> Prompt
Beginning at the line containing "the shirt collar" and continuing to the end of the records below, give each line again exactly as it stands, and only those lines.

> Excerpted data
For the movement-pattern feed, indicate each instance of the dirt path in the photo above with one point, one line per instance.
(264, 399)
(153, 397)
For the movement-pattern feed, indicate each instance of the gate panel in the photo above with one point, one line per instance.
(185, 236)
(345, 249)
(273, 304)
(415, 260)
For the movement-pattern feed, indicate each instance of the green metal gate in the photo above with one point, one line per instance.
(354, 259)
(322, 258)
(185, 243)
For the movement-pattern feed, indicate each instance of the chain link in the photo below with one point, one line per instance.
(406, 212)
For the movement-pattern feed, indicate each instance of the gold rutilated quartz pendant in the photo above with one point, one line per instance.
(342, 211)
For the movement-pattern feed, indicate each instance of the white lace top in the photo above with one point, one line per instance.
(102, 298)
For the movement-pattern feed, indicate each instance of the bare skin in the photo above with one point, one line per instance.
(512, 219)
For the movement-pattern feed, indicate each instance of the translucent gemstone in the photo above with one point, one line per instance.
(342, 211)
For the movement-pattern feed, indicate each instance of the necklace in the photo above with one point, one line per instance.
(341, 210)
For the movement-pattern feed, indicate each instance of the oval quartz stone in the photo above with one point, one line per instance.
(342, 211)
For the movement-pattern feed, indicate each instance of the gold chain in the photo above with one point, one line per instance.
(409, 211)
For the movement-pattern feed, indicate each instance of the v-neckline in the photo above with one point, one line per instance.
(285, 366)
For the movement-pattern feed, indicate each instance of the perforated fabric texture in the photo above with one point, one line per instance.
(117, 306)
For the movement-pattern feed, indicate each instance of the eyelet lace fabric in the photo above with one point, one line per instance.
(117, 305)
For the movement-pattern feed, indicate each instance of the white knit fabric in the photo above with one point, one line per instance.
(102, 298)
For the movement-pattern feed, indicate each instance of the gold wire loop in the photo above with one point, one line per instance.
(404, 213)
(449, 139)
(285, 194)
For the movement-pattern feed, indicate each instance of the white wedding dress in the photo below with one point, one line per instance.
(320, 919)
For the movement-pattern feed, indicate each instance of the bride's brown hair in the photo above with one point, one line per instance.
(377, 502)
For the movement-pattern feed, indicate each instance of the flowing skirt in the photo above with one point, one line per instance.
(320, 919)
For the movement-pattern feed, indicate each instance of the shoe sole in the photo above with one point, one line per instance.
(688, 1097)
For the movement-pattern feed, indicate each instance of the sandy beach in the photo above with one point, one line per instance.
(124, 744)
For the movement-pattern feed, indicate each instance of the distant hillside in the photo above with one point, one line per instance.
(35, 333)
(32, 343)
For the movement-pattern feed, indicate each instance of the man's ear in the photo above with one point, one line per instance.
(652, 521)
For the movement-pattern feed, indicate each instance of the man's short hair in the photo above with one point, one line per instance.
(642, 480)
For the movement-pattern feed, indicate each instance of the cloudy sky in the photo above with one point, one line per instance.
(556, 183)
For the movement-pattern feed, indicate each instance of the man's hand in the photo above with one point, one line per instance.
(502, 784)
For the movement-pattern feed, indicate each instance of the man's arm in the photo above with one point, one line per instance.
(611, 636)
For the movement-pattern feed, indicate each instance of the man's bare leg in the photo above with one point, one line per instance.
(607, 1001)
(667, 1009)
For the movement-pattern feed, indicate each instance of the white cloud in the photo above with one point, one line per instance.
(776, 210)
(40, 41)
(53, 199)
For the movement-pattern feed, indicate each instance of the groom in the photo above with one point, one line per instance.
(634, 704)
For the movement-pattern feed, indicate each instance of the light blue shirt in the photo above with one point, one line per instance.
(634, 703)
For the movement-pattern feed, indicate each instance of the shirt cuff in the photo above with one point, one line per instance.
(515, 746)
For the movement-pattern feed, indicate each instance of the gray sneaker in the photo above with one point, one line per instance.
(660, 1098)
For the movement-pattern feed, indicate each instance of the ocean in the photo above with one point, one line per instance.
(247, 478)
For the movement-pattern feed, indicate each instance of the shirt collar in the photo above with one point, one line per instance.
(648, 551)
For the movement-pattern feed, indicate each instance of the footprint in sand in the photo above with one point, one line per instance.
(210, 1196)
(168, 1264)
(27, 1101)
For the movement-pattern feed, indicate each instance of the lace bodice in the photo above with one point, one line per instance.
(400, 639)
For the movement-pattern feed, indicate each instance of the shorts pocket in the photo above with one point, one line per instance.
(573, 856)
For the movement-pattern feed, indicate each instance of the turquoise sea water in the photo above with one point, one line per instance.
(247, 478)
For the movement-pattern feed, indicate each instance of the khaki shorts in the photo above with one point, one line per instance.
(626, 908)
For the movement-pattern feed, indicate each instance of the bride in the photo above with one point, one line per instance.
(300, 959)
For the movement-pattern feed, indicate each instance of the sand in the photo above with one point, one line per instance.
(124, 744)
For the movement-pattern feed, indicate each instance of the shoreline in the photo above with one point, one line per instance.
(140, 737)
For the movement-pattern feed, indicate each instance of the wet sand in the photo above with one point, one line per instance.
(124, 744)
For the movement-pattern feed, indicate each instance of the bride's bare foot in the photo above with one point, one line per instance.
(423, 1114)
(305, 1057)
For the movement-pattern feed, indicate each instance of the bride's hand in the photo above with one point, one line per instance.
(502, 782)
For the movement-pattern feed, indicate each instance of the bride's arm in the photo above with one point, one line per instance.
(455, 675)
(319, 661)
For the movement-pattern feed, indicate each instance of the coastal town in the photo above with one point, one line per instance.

> Task output
For the movement-pattern feed, indicate each instance of the shirt collar in the photo above with one point, one line per instance.
(648, 551)
For the movement-pattern feed, indicate each instance of the footprint in sand in the photo above with one point, one line per instance.
(210, 1196)
(168, 1264)
(27, 1101)
For the movement-pattern feed, indicate each instance of the lace bodice in the photo above with one point, one line per instance.
(400, 639)
For the movement-pattern feed, indicate each instance of the shorts pocket in the photo above with one point, one line per instance.
(573, 856)
For the movement-pattern feed, indicate each instance of the turquoise sea water in the photo above with one point, one line per instance.
(247, 478)
For the movement-pattern feed, indicate each instance of the khaki shorts in the photo above with one point, one line per instance.
(626, 908)
For the movement-pattern feed, indicate each instance of the bride in the photo above with one point, one line per instance.
(300, 959)
For the movement-pattern feed, indicate each instance of the sand in the photo above with one point, one line per instance.
(124, 744)
For the movement-pattern feed, indicate each instance of the shoreline in the photo above with one point, one line per instance.
(140, 737)
For the movement-pattern feed, indicate each instance of the wet sand in the photo above with one point, one line per instance.
(124, 744)
For the movement-pattern feed, indicate each instance of the bride's bare foot in the photo above with one point, one line per instance.
(423, 1114)
(305, 1057)
For the movement-pattern feed, indicate each instance of the bride's hand in the photo above with one point, one line per instance.
(502, 782)
For the movement-pattern feed, indicate each instance of the bride's arm in the photo above with one point, one line per instance.
(455, 675)
(319, 661)
For the movement-pattern feed, indicate each instance of the coastal town in the photo above with one point, one line per instance.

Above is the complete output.